* [WORK ITEM] Once you have read the records below, restate them word for word.

Dataset entries:
========================
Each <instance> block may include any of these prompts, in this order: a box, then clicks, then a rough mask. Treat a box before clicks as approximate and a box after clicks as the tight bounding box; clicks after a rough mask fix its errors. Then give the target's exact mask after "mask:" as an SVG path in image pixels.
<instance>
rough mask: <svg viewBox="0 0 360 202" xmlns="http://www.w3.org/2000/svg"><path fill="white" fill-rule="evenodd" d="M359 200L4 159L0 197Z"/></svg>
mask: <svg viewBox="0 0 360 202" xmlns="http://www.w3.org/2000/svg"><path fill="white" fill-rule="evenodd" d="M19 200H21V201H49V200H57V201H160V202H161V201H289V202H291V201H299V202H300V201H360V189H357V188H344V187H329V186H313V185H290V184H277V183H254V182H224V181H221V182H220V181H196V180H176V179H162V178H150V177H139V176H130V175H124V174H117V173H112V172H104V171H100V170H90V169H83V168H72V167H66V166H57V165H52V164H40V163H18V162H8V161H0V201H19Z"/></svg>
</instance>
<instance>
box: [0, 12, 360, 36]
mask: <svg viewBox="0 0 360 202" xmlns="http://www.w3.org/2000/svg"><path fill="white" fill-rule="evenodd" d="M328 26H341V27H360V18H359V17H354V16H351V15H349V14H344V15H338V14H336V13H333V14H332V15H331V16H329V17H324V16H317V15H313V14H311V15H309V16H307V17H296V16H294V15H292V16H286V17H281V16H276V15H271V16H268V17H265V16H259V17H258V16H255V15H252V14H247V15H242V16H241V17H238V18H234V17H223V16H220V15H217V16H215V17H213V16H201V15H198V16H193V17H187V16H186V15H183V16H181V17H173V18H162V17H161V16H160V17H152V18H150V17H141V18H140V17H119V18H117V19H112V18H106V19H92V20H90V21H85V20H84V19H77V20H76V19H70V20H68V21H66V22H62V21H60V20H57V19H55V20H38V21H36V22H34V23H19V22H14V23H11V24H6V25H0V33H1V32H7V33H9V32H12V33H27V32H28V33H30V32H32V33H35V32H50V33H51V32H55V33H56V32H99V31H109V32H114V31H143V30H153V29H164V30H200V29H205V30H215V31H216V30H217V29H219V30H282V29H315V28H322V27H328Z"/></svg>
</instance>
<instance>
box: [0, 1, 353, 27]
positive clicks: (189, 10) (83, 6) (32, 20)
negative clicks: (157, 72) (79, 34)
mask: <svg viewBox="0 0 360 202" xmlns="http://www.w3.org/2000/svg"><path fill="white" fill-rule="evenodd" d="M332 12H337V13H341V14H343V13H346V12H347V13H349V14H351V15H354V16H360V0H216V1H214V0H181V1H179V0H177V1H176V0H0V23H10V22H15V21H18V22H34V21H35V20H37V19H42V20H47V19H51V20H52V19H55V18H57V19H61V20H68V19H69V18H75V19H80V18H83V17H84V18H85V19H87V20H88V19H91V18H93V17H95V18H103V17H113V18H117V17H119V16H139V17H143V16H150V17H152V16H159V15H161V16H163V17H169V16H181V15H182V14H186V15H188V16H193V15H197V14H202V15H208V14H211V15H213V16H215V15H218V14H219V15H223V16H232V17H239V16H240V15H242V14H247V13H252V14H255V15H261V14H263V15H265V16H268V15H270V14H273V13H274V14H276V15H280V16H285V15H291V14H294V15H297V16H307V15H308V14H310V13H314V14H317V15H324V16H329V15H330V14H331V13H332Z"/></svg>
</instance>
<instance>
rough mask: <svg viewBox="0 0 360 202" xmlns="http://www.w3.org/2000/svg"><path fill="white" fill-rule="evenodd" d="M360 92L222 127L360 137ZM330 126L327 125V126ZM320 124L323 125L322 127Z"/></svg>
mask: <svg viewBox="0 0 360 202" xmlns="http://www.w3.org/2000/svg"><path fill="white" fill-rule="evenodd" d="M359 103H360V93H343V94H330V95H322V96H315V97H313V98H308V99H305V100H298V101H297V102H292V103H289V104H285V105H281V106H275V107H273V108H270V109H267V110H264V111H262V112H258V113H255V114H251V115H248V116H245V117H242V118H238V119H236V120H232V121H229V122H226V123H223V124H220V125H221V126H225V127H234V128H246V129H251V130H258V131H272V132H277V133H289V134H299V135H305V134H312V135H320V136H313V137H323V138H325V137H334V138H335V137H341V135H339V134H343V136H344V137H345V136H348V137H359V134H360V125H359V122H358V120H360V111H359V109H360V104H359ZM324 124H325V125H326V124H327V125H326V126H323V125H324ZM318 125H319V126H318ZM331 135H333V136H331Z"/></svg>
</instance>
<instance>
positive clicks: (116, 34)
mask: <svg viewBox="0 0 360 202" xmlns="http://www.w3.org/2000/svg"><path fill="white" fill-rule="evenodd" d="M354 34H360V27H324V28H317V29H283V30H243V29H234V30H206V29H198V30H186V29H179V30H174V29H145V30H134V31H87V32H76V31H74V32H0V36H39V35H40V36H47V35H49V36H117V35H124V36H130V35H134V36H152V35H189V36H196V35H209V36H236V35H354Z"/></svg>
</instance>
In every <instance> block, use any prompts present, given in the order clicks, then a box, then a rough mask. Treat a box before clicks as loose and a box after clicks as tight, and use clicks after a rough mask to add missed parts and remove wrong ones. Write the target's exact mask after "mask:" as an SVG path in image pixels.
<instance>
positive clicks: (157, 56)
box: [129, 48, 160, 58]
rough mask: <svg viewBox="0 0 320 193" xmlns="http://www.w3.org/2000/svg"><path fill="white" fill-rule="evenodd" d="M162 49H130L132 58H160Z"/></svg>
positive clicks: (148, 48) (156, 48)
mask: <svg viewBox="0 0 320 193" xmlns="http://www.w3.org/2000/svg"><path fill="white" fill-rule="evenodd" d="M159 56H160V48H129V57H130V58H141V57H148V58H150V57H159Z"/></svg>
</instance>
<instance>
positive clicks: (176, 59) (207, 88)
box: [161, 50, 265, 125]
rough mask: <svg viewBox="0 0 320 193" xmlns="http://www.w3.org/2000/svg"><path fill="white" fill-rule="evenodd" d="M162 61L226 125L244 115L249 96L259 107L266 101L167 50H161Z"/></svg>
========================
* [ANSWER BOX]
Each <instance> block may include any of these prompts, in this order: a box, then clicks, then a rough mask. Treat a box before clicks as approximate and a box after clicks as the tight bounding box; clicks after a rough mask fix its errors. Then give the target's exact mask after "mask:" as an SVG path in image pixels.
<instance>
rough mask: <svg viewBox="0 0 360 202" xmlns="http://www.w3.org/2000/svg"><path fill="white" fill-rule="evenodd" d="M359 200L4 159L0 197Z"/></svg>
mask: <svg viewBox="0 0 360 202" xmlns="http://www.w3.org/2000/svg"><path fill="white" fill-rule="evenodd" d="M19 200H21V201H49V200H57V201H160V202H161V201H289V202H291V201H299V202H300V201H360V189H357V188H344V187H329V186H313V185H290V184H277V183H254V182H224V181H221V182H220V181H196V180H176V179H162V178H150V177H139V176H130V175H124V174H117V173H112V172H104V171H100V170H90V169H83V168H72V167H66V166H57V165H52V164H40V163H18V162H8V161H0V201H19Z"/></svg>
</instance>
<instance>
box: [0, 12, 360, 36]
mask: <svg viewBox="0 0 360 202" xmlns="http://www.w3.org/2000/svg"><path fill="white" fill-rule="evenodd" d="M328 26H341V27H360V18H359V17H354V16H351V15H349V14H344V15H338V14H336V13H333V14H332V15H331V16H329V17H324V16H317V15H313V14H311V15H309V16H307V17H296V16H294V15H292V16H286V17H281V16H276V15H271V16H268V17H265V16H259V17H258V16H255V15H252V14H247V15H242V16H241V17H238V18H234V17H223V16H220V15H217V16H215V17H213V16H201V15H198V16H193V17H187V16H186V15H183V16H181V17H173V18H162V17H161V16H160V17H152V18H150V17H141V18H140V17H119V18H117V19H112V18H106V19H92V20H90V21H85V20H84V19H77V20H76V19H70V20H68V21H66V22H62V21H60V20H57V19H55V20H38V21H36V22H34V23H19V22H14V23H11V24H6V25H0V33H1V32H7V33H9V32H12V33H27V32H28V33H30V32H32V33H35V32H50V33H51V32H55V33H56V32H99V31H109V32H114V31H143V30H153V29H164V30H200V29H205V30H215V31H216V30H217V29H219V30H282V29H315V28H322V27H328Z"/></svg>
</instance>
<instance>
box: [0, 1, 353, 27]
positive clicks: (189, 10) (83, 6) (32, 20)
negative clicks: (157, 72) (79, 34)
mask: <svg viewBox="0 0 360 202" xmlns="http://www.w3.org/2000/svg"><path fill="white" fill-rule="evenodd" d="M332 12H337V13H341V14H343V13H346V12H347V13H349V14H351V15H354V16H360V0H216V1H214V0H181V1H179V0H177V1H176V0H0V23H10V22H15V21H18V22H34V21H35V20H37V19H42V20H47V19H51V20H52V19H55V18H57V19H61V20H68V19H69V18H75V19H80V18H83V17H84V18H85V19H87V20H88V19H91V18H93V17H95V18H103V17H113V18H117V17H119V16H139V17H143V16H150V17H152V16H159V15H161V16H163V17H169V16H181V15H182V14H186V15H188V16H193V15H197V14H202V15H208V14H211V15H213V16H215V15H218V14H219V15H223V16H232V17H239V16H240V15H242V14H247V13H252V14H255V15H261V14H263V15H265V16H268V15H270V14H273V13H274V14H276V15H280V16H285V15H291V14H294V15H297V16H307V15H308V14H310V13H314V14H317V15H324V16H329V15H330V14H331V13H332Z"/></svg>
</instance>
<instance>
rough mask: <svg viewBox="0 0 360 202" xmlns="http://www.w3.org/2000/svg"><path fill="white" fill-rule="evenodd" d="M360 92L222 127L360 137ZM330 126L327 125V126ZM320 124L323 125L322 127Z"/></svg>
mask: <svg viewBox="0 0 360 202" xmlns="http://www.w3.org/2000/svg"><path fill="white" fill-rule="evenodd" d="M359 103H360V93H343V94H330V95H322V96H315V97H313V98H308V99H305V100H298V101H297V102H292V103H289V104H285V105H281V106H275V107H273V108H270V109H267V110H264V111H262V112H258V113H255V114H251V115H248V116H245V117H242V118H238V119H236V120H232V121H229V122H226V123H223V124H220V125H221V126H225V127H234V128H246V129H251V130H258V131H272V132H277V133H289V134H299V135H305V134H312V135H320V136H313V137H323V138H325V137H334V138H335V137H341V135H339V134H343V136H344V137H345V136H348V137H359V134H360V125H359V122H358V120H360V111H359V109H360V104H359ZM324 124H325V125H326V124H327V125H326V126H323V125H324ZM318 125H319V126H318ZM331 135H333V136H331Z"/></svg>
</instance>
<instance>
positive clicks: (116, 34)
mask: <svg viewBox="0 0 360 202" xmlns="http://www.w3.org/2000/svg"><path fill="white" fill-rule="evenodd" d="M354 34H360V27H324V28H317V29H283V30H243V29H234V30H206V29H198V30H186V29H179V30H174V29H145V30H134V31H87V32H76V31H74V32H0V36H39V35H40V36H47V35H49V36H117V35H124V36H130V35H134V36H152V35H189V36H196V35H209V36H236V35H354Z"/></svg>
</instance>
In every <instance> block, use any prompts present, given in the order clicks, then a box, then a rough mask. Treat a box before clicks as loose and a box after clicks as tight, and use clicks after a rough mask to add missed parts and remove wrong ones. Write the target's exact mask after "mask:" as an SVG path in image pixels.
<instance>
positive clicks: (157, 56)
box: [129, 48, 160, 58]
rough mask: <svg viewBox="0 0 320 193" xmlns="http://www.w3.org/2000/svg"><path fill="white" fill-rule="evenodd" d="M162 49H130L132 58H160Z"/></svg>
positive clicks: (148, 48) (156, 48)
mask: <svg viewBox="0 0 320 193" xmlns="http://www.w3.org/2000/svg"><path fill="white" fill-rule="evenodd" d="M159 56H160V48H129V57H130V58H141V57H148V58H150V57H159Z"/></svg>
</instance>
<instance>
positive clicks: (176, 59) (207, 88)
box: [161, 50, 265, 125]
rough mask: <svg viewBox="0 0 320 193" xmlns="http://www.w3.org/2000/svg"><path fill="white" fill-rule="evenodd" d="M162 61L226 125L244 115L249 96L259 107L266 101L167 50H161Z"/></svg>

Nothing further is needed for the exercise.